__Challenge__
Recast every line of the data below as a Markdown table with the columns No. and Text. Number the rows in order and leave out blank lines.

__Input rows__
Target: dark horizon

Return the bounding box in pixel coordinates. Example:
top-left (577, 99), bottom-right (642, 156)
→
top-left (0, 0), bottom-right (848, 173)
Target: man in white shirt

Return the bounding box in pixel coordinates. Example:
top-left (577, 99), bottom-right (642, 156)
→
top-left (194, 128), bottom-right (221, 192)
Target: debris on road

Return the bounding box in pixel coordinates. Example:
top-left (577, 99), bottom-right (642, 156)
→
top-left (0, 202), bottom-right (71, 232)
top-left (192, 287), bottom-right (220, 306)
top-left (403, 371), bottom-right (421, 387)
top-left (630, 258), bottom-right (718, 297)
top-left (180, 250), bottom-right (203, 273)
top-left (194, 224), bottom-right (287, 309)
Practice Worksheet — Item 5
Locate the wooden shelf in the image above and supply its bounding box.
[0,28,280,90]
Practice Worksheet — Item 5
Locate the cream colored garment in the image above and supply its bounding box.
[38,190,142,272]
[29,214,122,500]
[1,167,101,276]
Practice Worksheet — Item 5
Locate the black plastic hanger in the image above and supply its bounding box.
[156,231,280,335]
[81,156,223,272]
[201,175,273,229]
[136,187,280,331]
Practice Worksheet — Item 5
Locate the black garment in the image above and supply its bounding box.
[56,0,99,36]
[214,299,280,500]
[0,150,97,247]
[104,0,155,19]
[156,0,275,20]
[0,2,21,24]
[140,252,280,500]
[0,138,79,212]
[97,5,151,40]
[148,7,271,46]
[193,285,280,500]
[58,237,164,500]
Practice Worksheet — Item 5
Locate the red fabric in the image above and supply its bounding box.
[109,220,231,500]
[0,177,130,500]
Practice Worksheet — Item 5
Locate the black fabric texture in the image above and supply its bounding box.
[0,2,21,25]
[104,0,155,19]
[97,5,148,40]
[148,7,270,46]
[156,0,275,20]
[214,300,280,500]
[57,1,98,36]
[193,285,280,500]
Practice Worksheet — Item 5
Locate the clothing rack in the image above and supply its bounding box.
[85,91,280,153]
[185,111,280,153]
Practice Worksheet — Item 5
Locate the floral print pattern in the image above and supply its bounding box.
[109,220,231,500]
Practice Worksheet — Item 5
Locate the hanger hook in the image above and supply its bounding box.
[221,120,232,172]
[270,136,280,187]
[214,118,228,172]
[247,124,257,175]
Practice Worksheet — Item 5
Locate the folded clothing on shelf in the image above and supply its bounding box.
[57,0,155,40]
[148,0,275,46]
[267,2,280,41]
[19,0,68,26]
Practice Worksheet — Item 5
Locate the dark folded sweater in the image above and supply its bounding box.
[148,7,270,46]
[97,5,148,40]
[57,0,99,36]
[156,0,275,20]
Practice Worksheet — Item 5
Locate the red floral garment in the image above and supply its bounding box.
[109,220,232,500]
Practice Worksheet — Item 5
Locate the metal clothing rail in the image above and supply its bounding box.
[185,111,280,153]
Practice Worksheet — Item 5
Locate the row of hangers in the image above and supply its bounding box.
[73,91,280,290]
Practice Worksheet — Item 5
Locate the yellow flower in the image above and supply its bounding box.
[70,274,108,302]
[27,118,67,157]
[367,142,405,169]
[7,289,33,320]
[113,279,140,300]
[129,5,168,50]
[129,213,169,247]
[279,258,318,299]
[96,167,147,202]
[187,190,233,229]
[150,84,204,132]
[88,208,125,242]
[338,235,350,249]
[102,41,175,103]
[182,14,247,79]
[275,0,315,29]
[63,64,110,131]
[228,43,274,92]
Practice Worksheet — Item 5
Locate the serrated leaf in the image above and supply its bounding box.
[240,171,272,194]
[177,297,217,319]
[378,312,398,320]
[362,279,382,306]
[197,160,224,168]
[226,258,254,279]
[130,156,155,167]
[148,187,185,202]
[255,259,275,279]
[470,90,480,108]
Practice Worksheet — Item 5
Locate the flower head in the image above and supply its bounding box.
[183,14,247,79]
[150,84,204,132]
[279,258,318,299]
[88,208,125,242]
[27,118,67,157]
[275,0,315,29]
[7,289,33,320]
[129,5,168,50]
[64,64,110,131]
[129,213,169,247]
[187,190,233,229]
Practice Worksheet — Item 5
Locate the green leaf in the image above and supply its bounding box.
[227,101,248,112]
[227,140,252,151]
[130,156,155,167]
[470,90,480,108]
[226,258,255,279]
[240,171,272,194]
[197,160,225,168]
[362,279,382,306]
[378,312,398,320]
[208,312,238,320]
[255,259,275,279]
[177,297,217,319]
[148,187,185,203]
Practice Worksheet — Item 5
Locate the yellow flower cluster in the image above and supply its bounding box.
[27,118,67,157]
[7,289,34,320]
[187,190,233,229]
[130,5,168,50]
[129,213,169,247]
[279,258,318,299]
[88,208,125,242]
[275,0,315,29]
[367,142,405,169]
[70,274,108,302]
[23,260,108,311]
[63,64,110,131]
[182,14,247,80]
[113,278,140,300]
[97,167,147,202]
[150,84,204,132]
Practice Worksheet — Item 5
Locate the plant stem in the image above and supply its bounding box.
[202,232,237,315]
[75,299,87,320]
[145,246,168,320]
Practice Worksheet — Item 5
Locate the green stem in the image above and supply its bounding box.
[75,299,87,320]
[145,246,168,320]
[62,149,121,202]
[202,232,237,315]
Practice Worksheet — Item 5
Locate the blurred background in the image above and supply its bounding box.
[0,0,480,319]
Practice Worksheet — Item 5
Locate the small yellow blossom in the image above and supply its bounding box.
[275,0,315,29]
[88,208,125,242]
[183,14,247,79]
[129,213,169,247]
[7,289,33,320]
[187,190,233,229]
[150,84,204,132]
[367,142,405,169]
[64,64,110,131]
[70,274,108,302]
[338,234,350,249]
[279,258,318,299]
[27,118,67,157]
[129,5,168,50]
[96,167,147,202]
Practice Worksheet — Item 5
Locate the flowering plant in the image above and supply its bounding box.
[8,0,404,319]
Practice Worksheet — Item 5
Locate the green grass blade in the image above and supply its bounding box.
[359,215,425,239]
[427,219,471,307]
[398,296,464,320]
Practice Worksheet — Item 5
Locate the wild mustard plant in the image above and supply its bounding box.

__Written solution__
| No. | Text |
|---|---|
| 1 | Target: dark horizon |
| 2 | Return the bounding box in pixel coordinates. Example: |
| 3 | top-left (577, 99), bottom-right (642, 156) |
| 4 | → |
| 5 | top-left (0, 0), bottom-right (848, 173) |
| 6 | Target: man in white shirt |
| 7 | Return the bounding box in pixel coordinates. Example: |
| 8 | top-left (577, 99), bottom-right (642, 156) |
| 9 | → |
| 10 | top-left (194, 128), bottom-right (221, 192) |
| 11 | Target: debris on road |
| 12 | Return the bounding box in pixel coordinates. Example: |
| 13 | top-left (577, 99), bottom-right (642, 156) |
| 14 | → |
| 15 | top-left (0, 202), bottom-right (71, 232) |
| 16 | top-left (192, 287), bottom-right (220, 306) |
| 17 | top-left (403, 371), bottom-right (421, 387) |
| 18 | top-left (630, 258), bottom-right (718, 297) |
| 19 | top-left (180, 250), bottom-right (203, 273) |
| 20 | top-left (194, 224), bottom-right (287, 309) |
| 21 | Practice Worksheet — Item 5 |
| 22 | Locate the wooden shelf in the image above and supply its bounding box. |
| 23 | [0,28,280,90] |
| 24 | Practice Worksheet — Item 5 |
| 25 | Locate the cream colored garment in the image above and supply its bounding box. |
| 26 | [38,190,142,272] |
| 27 | [29,214,122,500] |
| 28 | [1,167,101,276] |
| 29 | Practice Worksheet — Item 5 |
| 30 | Locate the black plastic hanger in the image above and supply its bounding box. |
| 31 | [156,231,280,335] |
| 32 | [81,156,223,272] |
| 33 | [201,175,273,229] |
| 34 | [136,187,280,331] |
| 35 | Practice Worksheet — Item 5 |
| 36 | Locate the black garment in the image above and supply its bounding box. |
| 37 | [56,0,99,36] |
| 38 | [214,299,280,500] |
| 39 | [0,150,97,247] |
| 40 | [104,0,155,19] |
| 41 | [156,0,275,20] |
| 42 | [0,2,21,24] |
| 43 | [140,252,280,500] |
| 44 | [0,138,79,212] |
| 45 | [97,5,151,40] |
| 46 | [148,7,271,46] |
| 47 | [193,285,280,500] |
| 48 | [58,237,164,500] |
| 49 | Practice Worksheet — Item 5 |
| 50 | Locate the red fabric in the image above and supply its bounding box. |
| 51 | [109,220,231,500] |
| 52 | [0,177,130,500] |
| 53 | Practice Worksheet — Item 5 |
| 54 | Locate the black fabric texture in the image above and supply its bounding box. |
| 55 | [0,2,21,25] |
| 56 | [104,0,155,19] |
| 57 | [97,5,148,40] |
| 58 | [148,7,270,46] |
| 59 | [156,0,275,20] |
| 60 | [214,300,280,500] |
| 61 | [57,1,98,36] |
| 62 | [193,285,280,500] |
| 63 | Practice Worksheet — Item 5 |
| 64 | Locate the clothing rack in the image above and supply its bounding box. |
| 65 | [85,91,280,153] |
| 66 | [185,111,280,153] |
| 67 | Practice Worksheet — Item 5 |
| 68 | Locate the floral print pattern in the image above and supply its bounding box. |
| 69 | [109,220,231,500] |
| 70 | Practice Worksheet — Item 5 |
| 71 | Locate the hanger hook in the image above and supply its bounding box. |
| 72 | [221,120,232,172] |
| 73 | [270,136,280,187] |
| 74 | [214,118,228,172] |
| 75 | [247,124,257,175] |
| 76 | Practice Worksheet — Item 5 |
| 77 | Locate the folded clothing on shelf in the image above and supply its bounding box. |
| 78 | [57,0,155,40] |
| 79 | [148,0,275,46] |
| 80 | [267,2,280,41] |
| 81 | [19,0,68,26] |
| 82 | Practice Worksheet — Item 5 |
| 83 | Locate the dark folded sweater in the image above and supply its bounding box. |
| 84 | [148,7,270,46] |
| 85 | [97,5,148,40] |
| 86 | [57,0,99,36] |
| 87 | [156,0,275,20] |
| 88 | Practice Worksheet — Item 5 |
| 89 | Locate the red floral garment in the image above and supply its bounding box. |
| 90 | [109,220,232,500] |
| 91 | Practice Worksheet — Item 5 |
| 92 | Locate the metal clothing rail in the image above and supply its bounding box. |
| 93 | [185,111,280,153] |
| 94 | Practice Worksheet — Item 5 |
| 95 | Locate the row of hangers in the image above and supply its bounding box. |
| 96 | [73,91,280,290] |
| 97 | Practice Worksheet — Item 5 |
| 98 | Locate the yellow flower in the image above and supply its bounding box. |
| 99 | [70,274,108,302] |
| 100 | [27,118,67,157] |
| 101 | [367,142,405,169] |
| 102 | [7,289,33,320] |
| 103 | [113,279,140,300] |
| 104 | [129,5,168,50] |
| 105 | [129,213,169,247] |
| 106 | [279,258,318,299] |
| 107 | [96,167,147,202] |
| 108 | [187,190,233,229] |
| 109 | [150,84,204,132] |
| 110 | [88,208,125,242] |
| 111 | [338,235,350,249] |
| 112 | [102,41,175,103] |
| 113 | [182,14,247,79] |
| 114 | [275,0,315,29] |
| 115 | [63,64,110,131] |
| 116 | [228,43,274,92] |
| 117 | Practice Worksheet — Item 5 |
| 118 | Locate the serrated leaf in the image above and supply its bounding box. |
| 119 | [240,171,272,194] |
| 120 | [177,297,217,319] |
| 121 | [378,312,398,320] |
| 122 | [362,279,382,306] |
| 123 | [197,160,224,168] |
| 124 | [226,258,254,279] |
| 125 | [130,156,155,167] |
| 126 | [148,187,185,202] |
| 127 | [255,259,275,279] |
| 128 | [470,90,480,108] |
| 129 | Practice Worksheet — Item 5 |
| 130 | Locate the flower head in the image above and supply its bounding box. |
| 131 | [183,14,247,79] |
| 132 | [150,84,204,132] |
| 133 | [279,258,318,299] |
| 134 | [88,208,125,242] |
| 135 | [27,118,67,157] |
| 136 | [275,0,315,29] |
| 137 | [7,289,33,320] |
| 138 | [129,5,168,50] |
| 139 | [64,64,110,131] |
| 140 | [129,213,169,247] |
| 141 | [187,190,233,229] |
| 142 | Practice Worksheet — Item 5 |
| 143 | Locate the green leaf in the image above and supply its bounding box. |
| 144 | [227,101,248,112] |
| 145 | [227,140,252,151] |
| 146 | [130,156,155,167] |
| 147 | [470,90,480,108] |
| 148 | [226,258,255,279] |
| 149 | [240,171,272,194] |
| 150 | [197,160,225,168] |
| 151 | [362,279,382,306] |
| 152 | [378,312,398,320] |
| 153 | [208,312,238,320] |
| 154 | [255,259,275,279] |
| 155 | [177,297,217,319] |
| 156 | [148,187,185,203] |
| 157 | Practice Worksheet — Item 5 |
| 158 | Locate the yellow flower cluster in the image above and supply its bounding box. |
| 159 | [27,118,67,157] |
| 160 | [7,289,34,320] |
| 161 | [187,190,233,229] |
| 162 | [130,5,168,50] |
| 163 | [129,213,169,247] |
| 164 | [279,258,318,299] |
| 165 | [88,208,125,242] |
| 166 | [275,0,315,29] |
| 167 | [367,142,405,169] |
| 168 | [70,274,108,302] |
| 169 | [23,260,108,311] |
| 170 | [63,64,110,131] |
| 171 | [182,14,247,80] |
| 172 | [113,278,140,300] |
| 173 | [97,167,147,202] |
| 174 | [150,84,204,132] |
| 175 | Practice Worksheet — Item 5 |
| 176 | Locate the plant stem in the image above and supply its bounding box. |
| 177 | [202,232,237,315] |
| 178 | [75,299,87,320] |
| 179 | [145,246,168,320] |
| 180 | Practice Worksheet — Item 5 |
| 181 | Locate the green stem in the image above and supply its bounding box. |
| 182 | [75,299,87,320] |
| 183 | [145,246,168,320] |
| 184 | [62,149,121,202] |
| 185 | [202,232,237,315] |
| 186 | Practice Worksheet — Item 5 |
| 187 | Locate the blurred background in the image above and supply its bounding box. |
| 188 | [0,0,480,319] |
| 189 | Practice Worksheet — Item 5 |
| 190 | Locate the small yellow blossom in the image above and supply its bounding box. |
| 191 | [275,0,315,29] |
| 192 | [88,208,125,242] |
| 193 | [183,14,247,79] |
| 194 | [129,213,169,247] |
| 195 | [7,289,33,320] |
| 196 | [187,190,233,229] |
| 197 | [150,84,204,132] |
| 198 | [367,142,405,169] |
| 199 | [64,64,110,131] |
| 200 | [70,274,108,302] |
| 201 | [338,234,350,249] |
| 202 | [279,258,318,299] |
| 203 | [27,118,67,157] |
| 204 | [129,5,168,50] |
| 205 | [96,167,147,202] |
| 206 | Practice Worksheet — Item 5 |
| 207 | Locate the flowering plant in the image above and supply its bounding box. |
| 208 | [8,0,404,319] |
| 209 | Practice Worksheet — Item 5 |
| 210 | Locate the green grass blade in the image above and supply its bounding box. |
| 211 | [359,215,425,239] |
| 212 | [427,219,471,307] |
| 213 | [398,296,464,320] |
| 214 | Practice Worksheet — Item 5 |
| 215 | Locate the wild mustard plant in the image above and supply its bounding box. |